Beranda ekonomi Kapolres : Saatnya Penakaran Buaya Hadir di Sangatta

Kapolres : Saatnya Penakaran Buaya Hadir di Sangatta

0

Loading

Buaya Muara Ketika Ditangkap Warga Kenyamukan
SANGATTA,Suara Kutim.com
   Banyaknya warga masyarakat  menjadi keganasan buaya muara   (Crocodylus Porosus) yang  terkenal keganasannya menarik perhatian Kapolres Kutim AKBP Edgar Diponegoro. Disela-sela mengikui donor darah yang digelar TNI di Hotel Victoria Sangatta, Selasa (2/9) pagi, ia menyarankan di Sangatta, ada penakaran buaya seperti di Balikpapan.
        Menurut kapolres, adanya penakaran buaya diharapkan perisitiwa manusia diterkam buaya bisa diminimalisir. “Ternyata warga Kutim yang diterkam buaya cukup banyak, bahkan cendrung meningkat akibat   habitatnya terganggu oleh aktifitas manusia,” terang  kapolres.
____________
PERMINTAAN YANG DIBERIKAN A: Nyatakan apakah tiap pernyataan berikut sesuai dengan teks halaman, jawab ya atau tidak, dan sertakan kutipan persis dari teks yang menentukan jawabannya. (i) Kapolres Kutim menyarankan agar ada penakaran buaya di Sangatta seperti di Balikpapan. (ii) Donor darah oleh TNI di Hotel Victoria Sangatta digelar pada hari Rabu. (iii) Menurut kapolres, jumlah warga Kutim yang diterkam buaya cenderung menurun.
PERMINTAAN YANG DIBERIKAN B: Tolong hitung jumlah baris dalam catatan yang memuat kata "windshield" dan tuliskan angkanya saja.
Teks halaman dan catatan ini diambil dari sumber yang berbeda.

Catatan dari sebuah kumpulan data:
____________
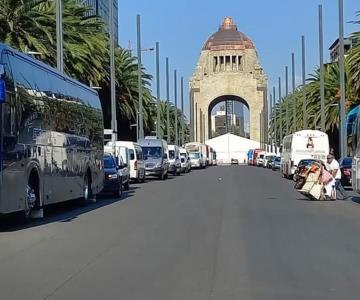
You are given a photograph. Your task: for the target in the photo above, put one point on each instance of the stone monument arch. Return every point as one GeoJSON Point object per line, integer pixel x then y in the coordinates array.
{"type": "Point", "coordinates": [228, 68]}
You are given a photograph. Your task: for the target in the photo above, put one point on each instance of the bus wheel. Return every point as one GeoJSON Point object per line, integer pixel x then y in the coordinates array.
{"type": "Point", "coordinates": [87, 192]}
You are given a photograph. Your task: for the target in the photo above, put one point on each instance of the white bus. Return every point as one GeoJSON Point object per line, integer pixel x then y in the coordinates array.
{"type": "Point", "coordinates": [197, 153]}
{"type": "Point", "coordinates": [302, 145]}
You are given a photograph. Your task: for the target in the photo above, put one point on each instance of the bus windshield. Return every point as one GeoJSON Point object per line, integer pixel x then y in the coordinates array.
{"type": "Point", "coordinates": [152, 152]}
{"type": "Point", "coordinates": [194, 155]}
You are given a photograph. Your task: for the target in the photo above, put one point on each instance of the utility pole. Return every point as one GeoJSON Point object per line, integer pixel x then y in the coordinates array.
{"type": "Point", "coordinates": [112, 73]}
{"type": "Point", "coordinates": [293, 90]}
{"type": "Point", "coordinates": [271, 131]}
{"type": "Point", "coordinates": [343, 133]}
{"type": "Point", "coordinates": [304, 81]}
{"type": "Point", "coordinates": [141, 115]}
{"type": "Point", "coordinates": [275, 117]}
{"type": "Point", "coordinates": [280, 113]}
{"type": "Point", "coordinates": [287, 100]}
{"type": "Point", "coordinates": [59, 37]}
{"type": "Point", "coordinates": [182, 110]}
{"type": "Point", "coordinates": [158, 121]}
{"type": "Point", "coordinates": [175, 99]}
{"type": "Point", "coordinates": [168, 102]}
{"type": "Point", "coordinates": [322, 88]}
____________
JAWABAN TUGAS A:
(i) Ya: "ia menyarankan di Sangatta, ada penakaran buaya seperti di Balikpapan"
(ii) Tidak: "Selasa (2/9) pagi"
(iii) Tidak: "bahkan cendrung meningkat"

JAWABAN TUGAS B: 1